**Given passage**
━━━━━━━━━━━━━━━━━━━━

== Background ==
Paul Simon wrote the song as a thinly veiled message to Art Garfunkel, referencing in the first stanza the time when Garfunkel went to Mexico to act in the film Catch-22. Simon was left alone in New York writing songs for Bridge over Troubled Water; hence the feeling of great loneliness expressed in "The Only Living Boy in New York". Simon refers to Garfunkel in the song as "Tom", alluding to their early days when they were called Tom and Jerry, and encourages him to "let your honesty shine... like it shines on me". The background vocals feature both Garfunkel and Simon recorded together in an echo chamber, multi-tracked around eight times.

==Personnel==
- Paul Simon – lead vocals, background vocals, acoustic guitar
- Art Garfunkel – backup and harmony vocals
- Joe Osborn – bass guitar
- Larry Knechtel – Hammond organ
- Fred Carter Jr. – acoustic guitar
- Hal Blaine – drums, triangle

==Covers==
- The 1973 reggae hit "Weather Report", by the Tennors, was adapted from this song.
- This song was covered by the Coolies on their 1986 album dig..?, along with eight other tongue-in-cheek covers of Simon & Garfunkel classics.
- In 1992, British indie band Carter the Unstoppable Sex Machine parodied the title of the song in that of their biggest-selling single, "The Only Living Boy In New Cross", which was included on their album 1992 – The Love Album. (New Cross is an area of south-east London.)
- English musical duo Everything but the Girl recorded a cover of the song for their greatest hits album Home Movies. It was released as a single on April 12, 1993, and spent five weeks on the UK Singles Chart, peaking at number 42.
- Black 47 frontman Larry Kirwan covered the song on his 2001 solo project Kilroy Was Here.
- Marc Cohn released a cover version as part of his 2010 album of tribute songs, Listening Booth: 1970.
- Passenger, the Once and Stu Larsen covered the song as part of their American Tour series.
- Kishi Bashi covered the song as one of two singles released on July 12, 2017, exclusively on Spotify, both songs having been recorded in the company's New York City studios in early April of the same year
- Buffalo Tom released a cover version on their 2018 album Quiet and Peace, after guitarist Bill Janovitz performed a live cover of the song with his daughter, Lucy.
━━━━━━━━━━━━━━━━━━━━
**Supplied data**
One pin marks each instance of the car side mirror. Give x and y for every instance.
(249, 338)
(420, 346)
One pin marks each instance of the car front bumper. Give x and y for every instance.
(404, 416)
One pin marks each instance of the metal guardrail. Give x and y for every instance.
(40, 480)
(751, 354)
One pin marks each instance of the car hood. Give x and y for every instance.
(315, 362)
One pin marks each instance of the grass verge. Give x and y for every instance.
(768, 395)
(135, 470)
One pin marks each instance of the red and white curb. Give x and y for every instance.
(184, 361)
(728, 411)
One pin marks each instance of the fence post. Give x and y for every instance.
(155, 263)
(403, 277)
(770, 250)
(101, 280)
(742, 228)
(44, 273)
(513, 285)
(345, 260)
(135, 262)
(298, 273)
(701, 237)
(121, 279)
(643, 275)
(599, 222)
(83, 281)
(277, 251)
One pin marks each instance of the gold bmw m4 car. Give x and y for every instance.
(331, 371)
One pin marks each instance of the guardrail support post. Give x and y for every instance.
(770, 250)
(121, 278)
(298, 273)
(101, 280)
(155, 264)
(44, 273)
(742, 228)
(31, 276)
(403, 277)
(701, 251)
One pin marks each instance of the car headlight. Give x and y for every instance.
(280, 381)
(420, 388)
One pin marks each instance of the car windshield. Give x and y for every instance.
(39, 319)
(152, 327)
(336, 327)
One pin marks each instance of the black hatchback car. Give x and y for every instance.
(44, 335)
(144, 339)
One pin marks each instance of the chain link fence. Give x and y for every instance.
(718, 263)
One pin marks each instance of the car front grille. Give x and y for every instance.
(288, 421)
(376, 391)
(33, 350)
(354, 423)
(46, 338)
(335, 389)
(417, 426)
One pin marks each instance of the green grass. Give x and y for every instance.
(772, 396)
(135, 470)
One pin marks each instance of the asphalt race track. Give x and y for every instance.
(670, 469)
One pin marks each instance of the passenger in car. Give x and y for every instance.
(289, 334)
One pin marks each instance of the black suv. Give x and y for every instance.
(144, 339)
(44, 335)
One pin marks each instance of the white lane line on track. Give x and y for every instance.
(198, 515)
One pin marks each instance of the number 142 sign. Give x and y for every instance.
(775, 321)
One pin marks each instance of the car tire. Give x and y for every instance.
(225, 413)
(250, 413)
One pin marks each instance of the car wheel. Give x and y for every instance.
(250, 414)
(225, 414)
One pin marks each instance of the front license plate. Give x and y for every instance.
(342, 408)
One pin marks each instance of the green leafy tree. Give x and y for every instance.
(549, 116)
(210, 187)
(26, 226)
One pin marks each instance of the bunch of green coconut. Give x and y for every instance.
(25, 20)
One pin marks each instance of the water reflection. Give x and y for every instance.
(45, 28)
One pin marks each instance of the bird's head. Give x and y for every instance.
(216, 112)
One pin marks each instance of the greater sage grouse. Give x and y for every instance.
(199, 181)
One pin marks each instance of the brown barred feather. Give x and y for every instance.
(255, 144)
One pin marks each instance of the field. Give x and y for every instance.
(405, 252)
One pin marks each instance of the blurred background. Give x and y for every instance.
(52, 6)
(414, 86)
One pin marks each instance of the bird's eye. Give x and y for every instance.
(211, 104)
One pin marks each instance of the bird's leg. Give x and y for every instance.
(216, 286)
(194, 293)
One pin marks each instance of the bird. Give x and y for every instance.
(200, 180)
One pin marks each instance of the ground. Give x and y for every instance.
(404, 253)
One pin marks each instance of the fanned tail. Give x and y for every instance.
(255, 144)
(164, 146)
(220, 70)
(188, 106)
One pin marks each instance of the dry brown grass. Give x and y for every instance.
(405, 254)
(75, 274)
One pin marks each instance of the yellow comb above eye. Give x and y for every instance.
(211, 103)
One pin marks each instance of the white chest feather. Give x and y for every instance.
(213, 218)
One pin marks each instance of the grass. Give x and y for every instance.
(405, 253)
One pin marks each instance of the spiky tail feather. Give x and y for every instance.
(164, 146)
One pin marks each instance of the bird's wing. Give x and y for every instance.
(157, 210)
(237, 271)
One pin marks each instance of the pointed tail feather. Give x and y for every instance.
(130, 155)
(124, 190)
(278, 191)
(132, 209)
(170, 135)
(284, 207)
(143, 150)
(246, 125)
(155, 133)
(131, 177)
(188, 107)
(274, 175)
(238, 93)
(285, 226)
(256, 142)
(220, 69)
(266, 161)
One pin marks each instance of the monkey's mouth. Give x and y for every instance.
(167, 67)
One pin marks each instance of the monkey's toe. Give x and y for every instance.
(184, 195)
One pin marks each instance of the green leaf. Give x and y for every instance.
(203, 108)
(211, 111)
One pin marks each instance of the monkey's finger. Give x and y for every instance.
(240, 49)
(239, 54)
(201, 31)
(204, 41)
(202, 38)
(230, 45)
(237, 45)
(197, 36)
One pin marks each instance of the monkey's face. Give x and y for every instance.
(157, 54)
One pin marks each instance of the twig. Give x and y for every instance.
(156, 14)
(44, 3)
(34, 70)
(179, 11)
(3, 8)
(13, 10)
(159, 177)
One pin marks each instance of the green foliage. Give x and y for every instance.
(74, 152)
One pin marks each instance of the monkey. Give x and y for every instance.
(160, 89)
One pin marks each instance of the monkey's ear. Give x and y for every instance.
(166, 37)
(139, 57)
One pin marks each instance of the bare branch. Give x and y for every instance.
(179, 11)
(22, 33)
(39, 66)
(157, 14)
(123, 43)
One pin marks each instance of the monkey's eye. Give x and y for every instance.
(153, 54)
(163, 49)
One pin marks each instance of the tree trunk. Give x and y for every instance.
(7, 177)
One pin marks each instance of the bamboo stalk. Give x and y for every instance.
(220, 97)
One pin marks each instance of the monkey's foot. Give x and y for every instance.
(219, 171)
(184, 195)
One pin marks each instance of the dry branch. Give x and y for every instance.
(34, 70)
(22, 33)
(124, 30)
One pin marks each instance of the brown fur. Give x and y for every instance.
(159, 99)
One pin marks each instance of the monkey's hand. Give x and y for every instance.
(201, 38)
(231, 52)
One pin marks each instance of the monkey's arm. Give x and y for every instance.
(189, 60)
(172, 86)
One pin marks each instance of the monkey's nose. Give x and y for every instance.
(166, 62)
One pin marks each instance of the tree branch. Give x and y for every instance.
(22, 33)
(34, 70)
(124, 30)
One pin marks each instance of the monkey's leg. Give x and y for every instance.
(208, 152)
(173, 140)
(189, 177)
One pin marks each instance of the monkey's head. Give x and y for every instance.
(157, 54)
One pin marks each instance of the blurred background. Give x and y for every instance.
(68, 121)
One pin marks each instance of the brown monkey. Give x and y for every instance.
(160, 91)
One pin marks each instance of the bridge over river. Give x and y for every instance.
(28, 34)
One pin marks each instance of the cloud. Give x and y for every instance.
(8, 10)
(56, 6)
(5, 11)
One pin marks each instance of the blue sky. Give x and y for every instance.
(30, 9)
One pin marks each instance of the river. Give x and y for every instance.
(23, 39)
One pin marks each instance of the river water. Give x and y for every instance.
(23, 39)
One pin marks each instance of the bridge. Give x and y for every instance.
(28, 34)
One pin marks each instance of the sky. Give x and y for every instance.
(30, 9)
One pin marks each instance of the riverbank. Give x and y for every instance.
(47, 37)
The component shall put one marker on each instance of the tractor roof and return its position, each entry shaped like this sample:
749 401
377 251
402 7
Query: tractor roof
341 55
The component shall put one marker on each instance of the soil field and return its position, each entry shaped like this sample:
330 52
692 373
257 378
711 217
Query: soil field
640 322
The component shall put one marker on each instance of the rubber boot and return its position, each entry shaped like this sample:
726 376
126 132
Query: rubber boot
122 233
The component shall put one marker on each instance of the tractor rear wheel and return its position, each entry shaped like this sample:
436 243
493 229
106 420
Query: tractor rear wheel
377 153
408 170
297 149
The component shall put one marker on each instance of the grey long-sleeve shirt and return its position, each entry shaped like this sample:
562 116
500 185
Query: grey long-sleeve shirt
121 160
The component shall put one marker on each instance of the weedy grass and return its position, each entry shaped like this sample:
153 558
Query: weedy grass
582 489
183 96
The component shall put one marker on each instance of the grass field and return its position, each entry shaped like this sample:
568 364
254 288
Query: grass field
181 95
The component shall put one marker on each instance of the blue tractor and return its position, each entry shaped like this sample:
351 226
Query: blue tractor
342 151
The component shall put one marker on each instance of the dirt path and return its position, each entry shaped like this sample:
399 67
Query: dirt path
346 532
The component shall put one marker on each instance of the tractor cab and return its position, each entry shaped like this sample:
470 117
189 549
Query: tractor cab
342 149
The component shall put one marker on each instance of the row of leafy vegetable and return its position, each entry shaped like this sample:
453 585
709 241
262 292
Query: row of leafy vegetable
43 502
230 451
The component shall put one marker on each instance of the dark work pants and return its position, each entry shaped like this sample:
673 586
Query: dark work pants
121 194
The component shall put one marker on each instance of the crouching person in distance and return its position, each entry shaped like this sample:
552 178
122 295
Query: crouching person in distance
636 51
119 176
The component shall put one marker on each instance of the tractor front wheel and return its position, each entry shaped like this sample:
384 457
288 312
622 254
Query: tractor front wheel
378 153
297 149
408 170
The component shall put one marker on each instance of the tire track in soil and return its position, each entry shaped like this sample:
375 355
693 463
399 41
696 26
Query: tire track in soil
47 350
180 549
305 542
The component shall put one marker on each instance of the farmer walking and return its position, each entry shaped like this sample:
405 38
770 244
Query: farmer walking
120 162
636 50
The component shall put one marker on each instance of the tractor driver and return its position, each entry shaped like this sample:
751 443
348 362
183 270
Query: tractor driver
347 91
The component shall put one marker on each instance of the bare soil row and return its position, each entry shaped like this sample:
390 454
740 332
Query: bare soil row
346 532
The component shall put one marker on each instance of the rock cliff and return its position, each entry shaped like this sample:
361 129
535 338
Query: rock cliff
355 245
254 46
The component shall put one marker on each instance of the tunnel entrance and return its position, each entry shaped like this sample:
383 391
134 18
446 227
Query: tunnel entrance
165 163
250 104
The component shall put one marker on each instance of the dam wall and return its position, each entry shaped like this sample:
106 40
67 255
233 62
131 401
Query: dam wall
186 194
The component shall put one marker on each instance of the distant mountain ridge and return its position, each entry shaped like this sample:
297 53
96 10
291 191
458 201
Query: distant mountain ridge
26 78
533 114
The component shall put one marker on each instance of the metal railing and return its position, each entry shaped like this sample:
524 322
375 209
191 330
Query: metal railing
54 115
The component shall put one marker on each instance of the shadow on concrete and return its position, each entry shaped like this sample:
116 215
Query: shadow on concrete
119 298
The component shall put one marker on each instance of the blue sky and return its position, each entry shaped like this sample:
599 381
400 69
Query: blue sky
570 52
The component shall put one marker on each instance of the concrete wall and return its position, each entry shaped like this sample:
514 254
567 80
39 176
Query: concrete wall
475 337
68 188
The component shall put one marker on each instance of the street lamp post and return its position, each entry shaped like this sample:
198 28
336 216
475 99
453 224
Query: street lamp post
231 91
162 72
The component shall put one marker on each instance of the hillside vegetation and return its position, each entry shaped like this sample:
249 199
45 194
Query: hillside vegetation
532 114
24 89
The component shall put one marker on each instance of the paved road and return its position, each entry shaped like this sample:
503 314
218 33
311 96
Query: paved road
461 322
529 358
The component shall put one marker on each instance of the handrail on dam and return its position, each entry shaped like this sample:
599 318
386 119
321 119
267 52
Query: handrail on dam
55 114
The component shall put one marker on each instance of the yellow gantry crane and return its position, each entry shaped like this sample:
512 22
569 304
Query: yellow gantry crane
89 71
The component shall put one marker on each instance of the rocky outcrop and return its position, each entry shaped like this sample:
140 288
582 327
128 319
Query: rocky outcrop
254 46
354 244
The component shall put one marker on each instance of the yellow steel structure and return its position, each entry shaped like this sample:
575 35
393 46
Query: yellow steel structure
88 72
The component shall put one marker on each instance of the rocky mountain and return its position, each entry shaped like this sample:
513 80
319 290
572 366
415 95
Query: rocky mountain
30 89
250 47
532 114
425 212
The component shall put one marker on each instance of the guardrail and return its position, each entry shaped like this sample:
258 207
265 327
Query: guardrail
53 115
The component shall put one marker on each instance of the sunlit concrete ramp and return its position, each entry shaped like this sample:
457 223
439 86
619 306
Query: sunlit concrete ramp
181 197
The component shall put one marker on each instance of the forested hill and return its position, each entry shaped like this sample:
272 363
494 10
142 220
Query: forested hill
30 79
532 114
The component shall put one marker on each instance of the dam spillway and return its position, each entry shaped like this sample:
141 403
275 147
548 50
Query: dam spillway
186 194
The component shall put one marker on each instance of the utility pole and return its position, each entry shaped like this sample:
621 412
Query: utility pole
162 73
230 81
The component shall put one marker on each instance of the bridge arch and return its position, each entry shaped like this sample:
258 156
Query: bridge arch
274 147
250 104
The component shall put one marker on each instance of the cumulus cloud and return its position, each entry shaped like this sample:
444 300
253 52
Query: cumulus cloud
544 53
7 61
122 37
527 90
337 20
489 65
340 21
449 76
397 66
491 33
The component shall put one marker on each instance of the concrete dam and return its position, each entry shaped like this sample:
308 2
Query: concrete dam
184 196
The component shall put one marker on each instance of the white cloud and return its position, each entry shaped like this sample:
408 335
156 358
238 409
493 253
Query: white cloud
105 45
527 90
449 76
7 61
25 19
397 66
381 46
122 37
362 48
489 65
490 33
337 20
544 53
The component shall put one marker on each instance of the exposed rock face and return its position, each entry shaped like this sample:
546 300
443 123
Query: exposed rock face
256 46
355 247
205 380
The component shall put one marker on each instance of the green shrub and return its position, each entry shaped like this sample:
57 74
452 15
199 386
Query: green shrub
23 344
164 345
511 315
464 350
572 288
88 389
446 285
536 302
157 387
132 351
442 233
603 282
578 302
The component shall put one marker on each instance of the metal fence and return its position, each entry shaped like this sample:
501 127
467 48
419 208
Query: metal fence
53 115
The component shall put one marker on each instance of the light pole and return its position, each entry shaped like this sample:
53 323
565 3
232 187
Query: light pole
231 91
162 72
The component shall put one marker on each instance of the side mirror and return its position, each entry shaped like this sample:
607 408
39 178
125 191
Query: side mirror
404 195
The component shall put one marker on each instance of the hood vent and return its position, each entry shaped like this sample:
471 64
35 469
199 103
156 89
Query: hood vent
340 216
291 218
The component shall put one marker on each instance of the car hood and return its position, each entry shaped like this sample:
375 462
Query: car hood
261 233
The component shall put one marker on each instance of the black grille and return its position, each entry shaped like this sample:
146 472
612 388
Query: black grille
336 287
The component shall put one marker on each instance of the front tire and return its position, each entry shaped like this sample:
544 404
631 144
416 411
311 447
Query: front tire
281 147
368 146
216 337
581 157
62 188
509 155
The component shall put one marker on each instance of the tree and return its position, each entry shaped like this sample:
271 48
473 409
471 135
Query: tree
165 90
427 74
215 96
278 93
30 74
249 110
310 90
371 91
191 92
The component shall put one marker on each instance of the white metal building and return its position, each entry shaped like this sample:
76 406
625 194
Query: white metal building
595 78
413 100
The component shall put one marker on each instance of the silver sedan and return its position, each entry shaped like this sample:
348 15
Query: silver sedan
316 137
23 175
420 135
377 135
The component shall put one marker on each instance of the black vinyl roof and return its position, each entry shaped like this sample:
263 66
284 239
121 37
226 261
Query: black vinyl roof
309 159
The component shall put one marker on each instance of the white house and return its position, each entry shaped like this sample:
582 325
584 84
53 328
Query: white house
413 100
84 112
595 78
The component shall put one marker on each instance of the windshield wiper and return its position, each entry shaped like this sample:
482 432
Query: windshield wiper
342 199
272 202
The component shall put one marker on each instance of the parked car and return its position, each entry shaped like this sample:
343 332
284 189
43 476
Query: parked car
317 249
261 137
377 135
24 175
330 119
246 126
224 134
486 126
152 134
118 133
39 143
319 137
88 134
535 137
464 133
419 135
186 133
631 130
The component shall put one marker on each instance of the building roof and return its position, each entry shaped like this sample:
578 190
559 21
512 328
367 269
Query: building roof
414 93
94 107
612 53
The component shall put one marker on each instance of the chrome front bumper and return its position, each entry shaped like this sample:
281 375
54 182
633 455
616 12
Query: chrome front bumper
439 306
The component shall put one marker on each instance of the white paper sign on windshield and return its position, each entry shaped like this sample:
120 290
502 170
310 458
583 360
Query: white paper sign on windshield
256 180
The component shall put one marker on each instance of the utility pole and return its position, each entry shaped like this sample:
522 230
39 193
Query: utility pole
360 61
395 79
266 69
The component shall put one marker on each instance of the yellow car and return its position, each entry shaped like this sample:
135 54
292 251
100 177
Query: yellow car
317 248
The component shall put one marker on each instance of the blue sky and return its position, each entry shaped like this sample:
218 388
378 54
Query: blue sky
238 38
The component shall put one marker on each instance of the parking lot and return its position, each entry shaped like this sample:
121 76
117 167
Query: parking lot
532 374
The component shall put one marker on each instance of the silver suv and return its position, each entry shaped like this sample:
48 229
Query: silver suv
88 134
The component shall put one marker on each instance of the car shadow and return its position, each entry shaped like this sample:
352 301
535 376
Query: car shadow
━━━━━━━━━━━━━━━━━━━━
**Work item**
Please continue the article about the song "The Only Living Boy in New York" from where it stops. None of the entries are needed here.

**Response**
- David Mead covered the song on the soundtrack album for the television series Everwood in 2004.
- Racoon Racoon, a chamber folk duo from France, featuring The Duke of Norfolk, released a version as a single in February 2021 (during the COVID-19 pandemic) that begins with a haunting a cappella of part of the chorus.
- Matt Nathanson released a cover of the song on his album Lexington EP in 2023.

==Use in film==
- Everything but the Girl's cover was featured in the 2002 film Tadpole.
- Featured as part of the soundtrack for the 2004 film Garden State.
- Used as part of the soundtrack of the 2009 film New York, I Love You.
- Used in the credits of the 2012 film Koch
- Used in the final scene of the HBO film version of Larry Kramer's The Normal Heart (2014).
- Used in the film with the same name: The Only Living Boy in New York (2017).

==Use in other media==

- Honda has used sections of this song for their television commercials of the 2011 Accord.
- David Gallaher and Steve Ellis used the song as inspiration for their 2009 The Only Living Boy webcomic series.
- The original recording was featured during the final scenes of the 2012 second-season finale, "God's Eye", of Alphas.
- The original recording was used in the 2014 first-season finale, "Nephew", of BBC Three's comedy Uncle.
- Saturday Night Live in the May 13, 2017 episode, featured the song in a comedy sketch with Melissa McCarthy as Sean Spicer and Alec Baldwin as Donald Trump.
- Everything but the Girl's cover was featured on Designated Survivor season 2 episode 13, "Original Sin" on March 14, 2018, used in the final scene.
- This is Us season 4 episode 16 "New York New York New York" on March 10, 2020, used the song in a street scene in New York City.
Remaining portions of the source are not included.